REGISTROS PARA PROCESSAR =>
+ + + + + + +

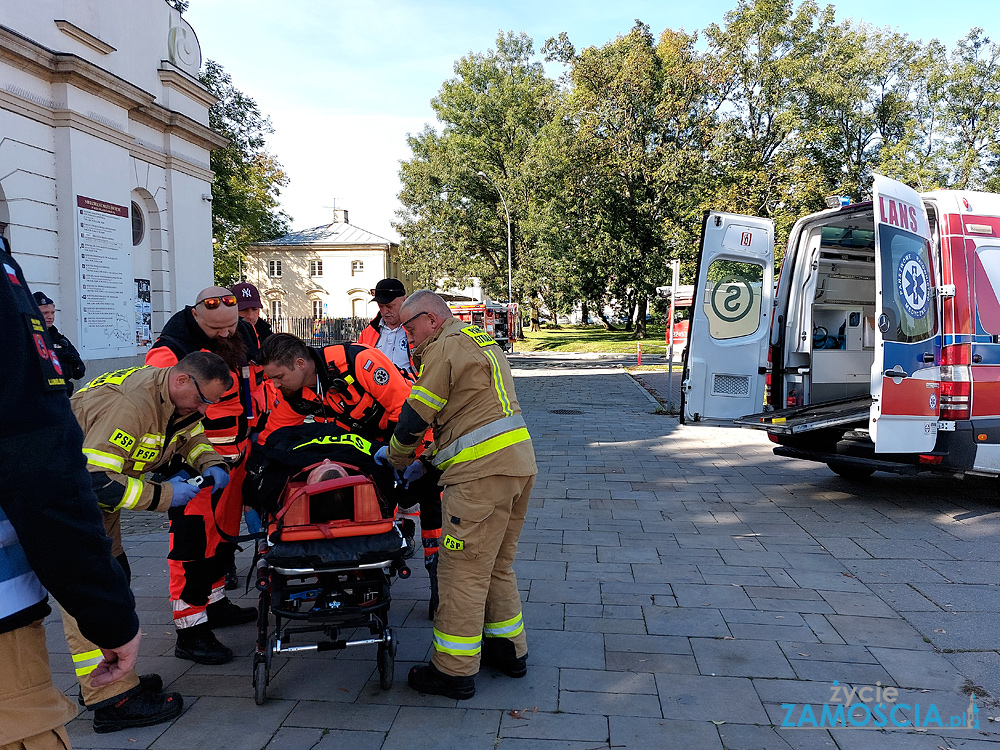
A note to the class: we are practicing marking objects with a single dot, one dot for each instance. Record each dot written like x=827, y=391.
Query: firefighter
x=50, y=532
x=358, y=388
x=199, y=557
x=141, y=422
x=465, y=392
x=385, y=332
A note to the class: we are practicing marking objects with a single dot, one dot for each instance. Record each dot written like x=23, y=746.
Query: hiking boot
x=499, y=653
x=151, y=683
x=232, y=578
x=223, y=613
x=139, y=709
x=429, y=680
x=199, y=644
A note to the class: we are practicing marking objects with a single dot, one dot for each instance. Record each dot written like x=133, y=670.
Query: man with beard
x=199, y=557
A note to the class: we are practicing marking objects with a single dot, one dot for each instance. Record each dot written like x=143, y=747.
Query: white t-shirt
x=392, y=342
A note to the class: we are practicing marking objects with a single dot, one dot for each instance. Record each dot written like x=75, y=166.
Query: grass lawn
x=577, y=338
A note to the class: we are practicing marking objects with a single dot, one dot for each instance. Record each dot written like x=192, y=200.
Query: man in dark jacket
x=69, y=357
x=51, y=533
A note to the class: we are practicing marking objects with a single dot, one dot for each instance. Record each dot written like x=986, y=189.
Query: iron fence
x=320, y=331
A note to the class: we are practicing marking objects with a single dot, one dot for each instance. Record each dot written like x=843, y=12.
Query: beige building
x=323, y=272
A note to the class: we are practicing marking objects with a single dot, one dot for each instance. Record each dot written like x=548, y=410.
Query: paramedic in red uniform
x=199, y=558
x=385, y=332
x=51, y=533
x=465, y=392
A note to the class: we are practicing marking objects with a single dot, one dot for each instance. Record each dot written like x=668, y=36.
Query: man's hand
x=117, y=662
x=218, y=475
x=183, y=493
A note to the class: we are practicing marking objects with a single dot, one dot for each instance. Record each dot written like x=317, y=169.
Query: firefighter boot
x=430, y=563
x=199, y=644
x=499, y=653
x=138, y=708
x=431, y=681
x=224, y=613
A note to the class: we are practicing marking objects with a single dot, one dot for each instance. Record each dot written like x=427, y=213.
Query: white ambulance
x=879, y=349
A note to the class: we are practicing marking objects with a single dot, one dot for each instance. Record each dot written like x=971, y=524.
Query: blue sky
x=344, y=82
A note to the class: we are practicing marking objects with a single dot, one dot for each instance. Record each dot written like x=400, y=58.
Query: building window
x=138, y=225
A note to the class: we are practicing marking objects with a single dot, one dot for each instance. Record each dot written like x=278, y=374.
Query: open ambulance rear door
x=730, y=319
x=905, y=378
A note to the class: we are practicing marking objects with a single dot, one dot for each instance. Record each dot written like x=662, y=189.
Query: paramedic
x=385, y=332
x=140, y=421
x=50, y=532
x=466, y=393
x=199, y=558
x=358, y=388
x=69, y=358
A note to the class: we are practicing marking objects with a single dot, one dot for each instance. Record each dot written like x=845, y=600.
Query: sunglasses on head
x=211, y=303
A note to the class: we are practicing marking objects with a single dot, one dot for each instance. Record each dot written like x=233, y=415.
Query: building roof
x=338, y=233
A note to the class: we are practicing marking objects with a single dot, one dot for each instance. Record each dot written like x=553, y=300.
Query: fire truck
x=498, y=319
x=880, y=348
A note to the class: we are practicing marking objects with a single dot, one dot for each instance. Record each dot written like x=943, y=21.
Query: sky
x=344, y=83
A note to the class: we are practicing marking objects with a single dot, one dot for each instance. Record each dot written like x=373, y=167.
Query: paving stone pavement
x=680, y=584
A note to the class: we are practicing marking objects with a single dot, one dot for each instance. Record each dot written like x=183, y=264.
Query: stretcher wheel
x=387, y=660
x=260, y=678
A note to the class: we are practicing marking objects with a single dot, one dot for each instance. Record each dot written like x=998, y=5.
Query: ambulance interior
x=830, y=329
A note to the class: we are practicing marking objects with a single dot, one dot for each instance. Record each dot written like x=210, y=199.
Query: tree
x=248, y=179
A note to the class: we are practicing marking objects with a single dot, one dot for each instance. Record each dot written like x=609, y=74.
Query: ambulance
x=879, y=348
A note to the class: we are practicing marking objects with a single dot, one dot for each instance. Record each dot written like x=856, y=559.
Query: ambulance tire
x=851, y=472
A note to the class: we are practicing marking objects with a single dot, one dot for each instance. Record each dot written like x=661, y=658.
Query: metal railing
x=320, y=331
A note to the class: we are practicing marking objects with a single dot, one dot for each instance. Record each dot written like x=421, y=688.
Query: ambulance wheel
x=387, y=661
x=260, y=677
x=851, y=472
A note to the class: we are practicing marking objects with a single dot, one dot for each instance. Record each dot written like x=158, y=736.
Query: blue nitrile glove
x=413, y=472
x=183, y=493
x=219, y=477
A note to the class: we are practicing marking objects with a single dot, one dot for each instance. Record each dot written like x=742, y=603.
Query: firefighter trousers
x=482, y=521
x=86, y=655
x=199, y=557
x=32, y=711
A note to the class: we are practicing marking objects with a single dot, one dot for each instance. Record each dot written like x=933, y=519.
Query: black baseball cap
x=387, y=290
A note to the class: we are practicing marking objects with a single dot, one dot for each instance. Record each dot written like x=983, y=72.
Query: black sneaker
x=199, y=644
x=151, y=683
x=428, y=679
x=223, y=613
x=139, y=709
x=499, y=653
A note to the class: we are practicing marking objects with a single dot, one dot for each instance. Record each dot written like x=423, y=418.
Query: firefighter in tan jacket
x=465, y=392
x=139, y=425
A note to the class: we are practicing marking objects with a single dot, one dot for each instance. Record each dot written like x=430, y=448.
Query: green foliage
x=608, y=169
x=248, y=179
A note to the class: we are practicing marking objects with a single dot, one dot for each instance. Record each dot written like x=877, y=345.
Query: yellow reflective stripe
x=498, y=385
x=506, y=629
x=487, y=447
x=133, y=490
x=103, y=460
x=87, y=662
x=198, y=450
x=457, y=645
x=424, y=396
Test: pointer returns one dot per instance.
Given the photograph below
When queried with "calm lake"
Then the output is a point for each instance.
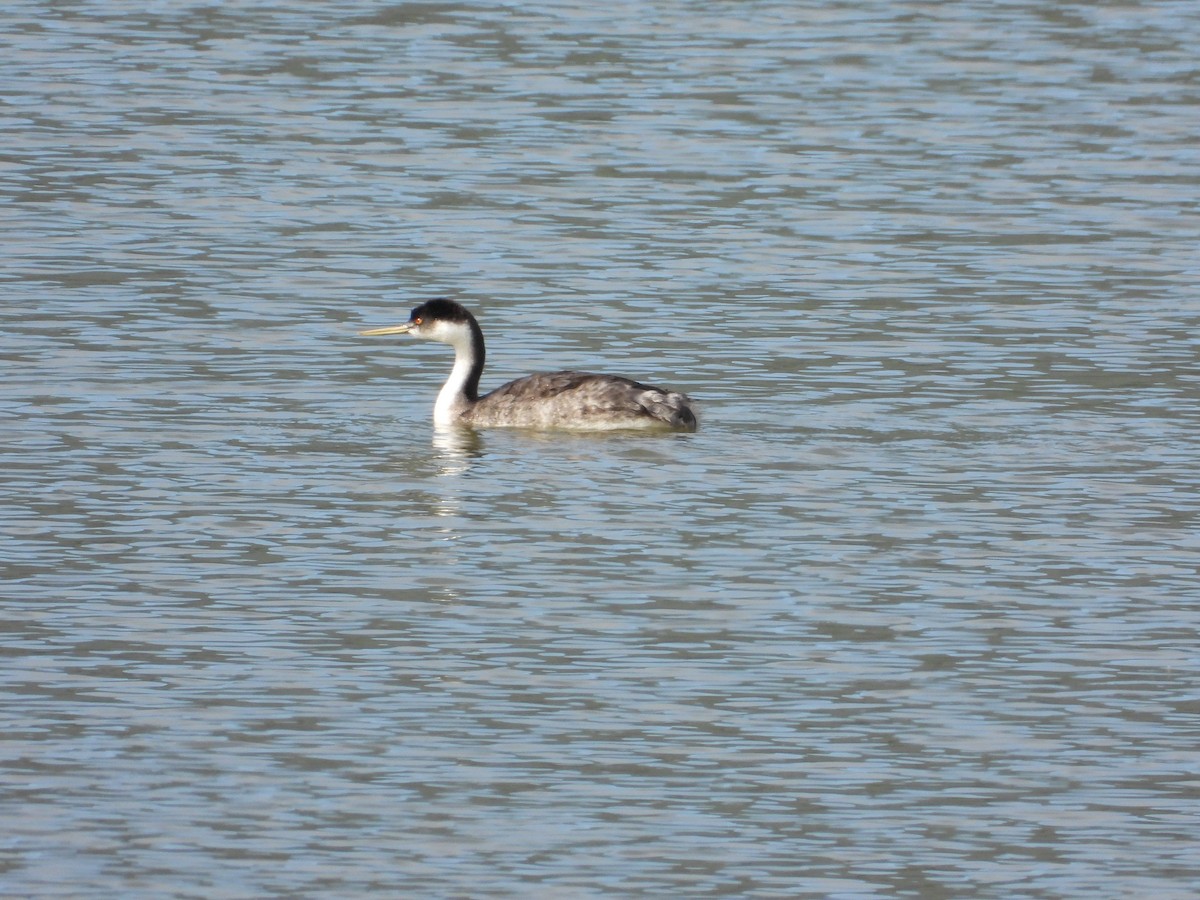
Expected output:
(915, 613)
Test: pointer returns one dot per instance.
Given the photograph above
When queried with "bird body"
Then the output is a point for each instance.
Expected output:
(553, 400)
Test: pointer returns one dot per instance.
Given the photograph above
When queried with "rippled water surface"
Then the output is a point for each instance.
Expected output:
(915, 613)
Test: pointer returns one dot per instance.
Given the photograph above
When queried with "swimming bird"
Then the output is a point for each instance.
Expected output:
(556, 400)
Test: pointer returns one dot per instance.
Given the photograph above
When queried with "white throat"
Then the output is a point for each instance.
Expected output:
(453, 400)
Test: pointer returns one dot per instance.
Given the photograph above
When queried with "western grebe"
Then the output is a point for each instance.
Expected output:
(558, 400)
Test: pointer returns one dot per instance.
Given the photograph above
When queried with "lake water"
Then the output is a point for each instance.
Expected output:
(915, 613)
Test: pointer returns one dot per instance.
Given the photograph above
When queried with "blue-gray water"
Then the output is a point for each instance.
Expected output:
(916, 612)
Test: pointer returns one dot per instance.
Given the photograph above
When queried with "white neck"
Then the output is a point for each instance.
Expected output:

+ + + + + + +

TAREFA CURTA => Reescreva na íntegra as linhas que começam na que contém "like x=742, y=603." e vão até a que contém "x=424, y=396", incluindo ambas, e desloque em 145 cada coordenada dos pontos dados como resposta.

O RESULTADO =>
A note to the class: we are practicing marking objects with a single dot, one dot for each instance. Record each dot written like x=742, y=603.
Query: firefighter trousers
x=627, y=666
x=231, y=800
x=344, y=702
x=177, y=856
A note to the class: we are practicing marking objects with a single dot, one dot for each instance. Record each dot written like x=933, y=519.
Query: black baseball cap
x=532, y=435
A note to the class: we are practicing marking objects with a single dot, one dot for each instance. Record each dot written like x=983, y=72.
Query: black sneaker
x=344, y=789
x=296, y=828
x=573, y=824
x=368, y=758
x=284, y=854
x=644, y=798
A note to the class: we are practicing marking objects with a single dot, one dot for each instance. Record each dot written like x=423, y=418.
Query: firefighter in tan jacket
x=610, y=537
x=284, y=570
A note to the class: we are practicing marking objects with a single dot, one dot for each instance. Record each dot written like x=430, y=448.
Query: green foliage
x=753, y=314
x=393, y=324
A note to the class: we are practicing marking objects with a single dot, one dot for each instance. Record each dot written like x=877, y=345.
Query: yellow reflective stripe
x=643, y=530
x=651, y=774
x=632, y=592
x=278, y=635
x=248, y=605
x=232, y=807
x=343, y=595
x=602, y=790
x=569, y=541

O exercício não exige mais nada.